Instrução
Pode repetir na íntegra, palavra por palavra, o relato de memórias sobre o irmão Zezinho?

Autora: ÁUREA ÁVILA WOLFF
Minha família já
foi toda para o lado de lá, além da vida na terra, para um lugar que existe nos
sonhos e na fé de cada um. Neste lugar, acredito, estão as pessoas que fizeram parte da minha
caminhada, pessoas muito importantes e cada uma com um significado histórico e
amoroso diferente. Meus avós, tios e tias, primos e primas, meus pais, meus irmãos
e minha irmã, cunhados e cunhadas, meus sogros, sobrinho e meu marido.
Como sou temporão,
estou no final da fila, esperando o toque de retirada. A perda mais dolorosa e
mais recente foi do meu marido. Mas, sobre ele ainda é muito doloroso falar.
Quero falar sobre uma pessoa que viveu
no meu coração, com um rosto que eu pintei na galeria de fotos reais ou
fictícios, com uma personalidade que formei na imaginação, colhida nas
descrições familiares e na memória
histórica do tempo e do espaço. Meu irmão. Eu tinha 2 anos quando ele saiu de
casa com 17 anos e foi para longe; e eu
tinha 5 anos quando
a meningite ceifou sua vida. Marcante época escura da casa dos meus pais. Silêncio,
poucas falas, lágrimas, roupas pretas, vizinhos solidários. A dor dos meus pais
pela dolorosa perda me deixava sozinha e solitária. Inconsciente tristeza ao se
instalar na percepção infantil me proibia as manifestações alegres e as travessuras, que ficavam
fechando portas e janelas para o mundo colorido e bonito. E as falas cheias de encanto da minha mãe, num
desabafo amoroso e triste foram formando
no meu coração uma doce lembrança e terna saudade do Zezinho.

Dados fornecidos
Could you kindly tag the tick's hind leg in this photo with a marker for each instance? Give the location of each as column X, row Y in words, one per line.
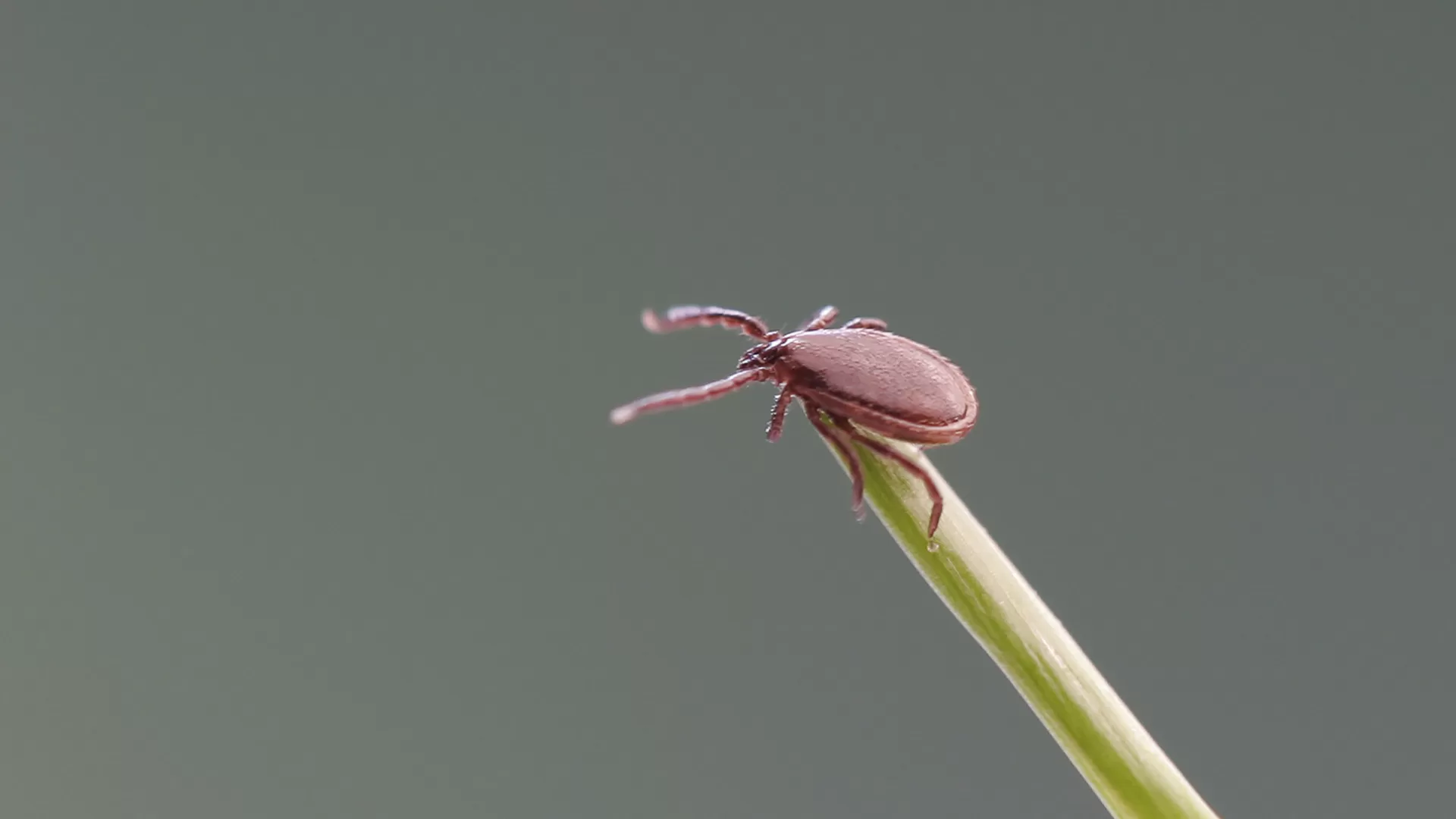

Resposta correta
Autora: ÁUREA ÁVILA WOLFF
Minha família já
foi toda para o lado de lá, além da vida na terra, para um lugar que existe nos
sonhos e na fé de cada um. Neste lugar, acredito, estão as pessoas que fizeram parte da minha
caminhada, pessoas muito importantes e cada uma com um significado histórico e
amoroso diferente. Meus avós, tios e tias, primos e primas, meus pais, meus irmãos
e minha irmã, cunhados e cunhadas, meus sogros, sobrinho e meu marido.
Como sou temporão,
estou no final da fila, esperando o toque de retirada. A perda mais dolorosa e
mais recente foi do meu marido. Mas, sobre ele ainda é muito doloroso falar.
Quero falar sobre uma pessoa que viveu
no meu coração, com um rosto que eu pintei na galeria de fotos reais ou
fictícios, com uma personalidade que formei na imaginação, colhida nas
descrições familiares e na memória
histórica do tempo e do espaço. Meu irmão. Eu tinha 2 anos quando ele saiu de
casa com 17 anos e foi para longe; e eu
tinha 5 anos quando
a meningite ceifou sua vida. Marcante época escura da casa dos meus pais. Silêncio,
poucas falas, lágrimas, roupas pretas, vizinhos solidários. A dor dos meus pais
pela dolorosa perda me deixava sozinha e solitária. Inconsciente tristeza ao se
instalar na percepção infantil me proibia as manifestações alegres e as travessuras, que ficavam
fechando portas e janelas para o mundo colorido e bonito. E as falas cheias de encanto da minha mãe, num
desabafo amoroso e triste foram formando
no meu coração uma doce lembrança e terna saudade do Zezinho.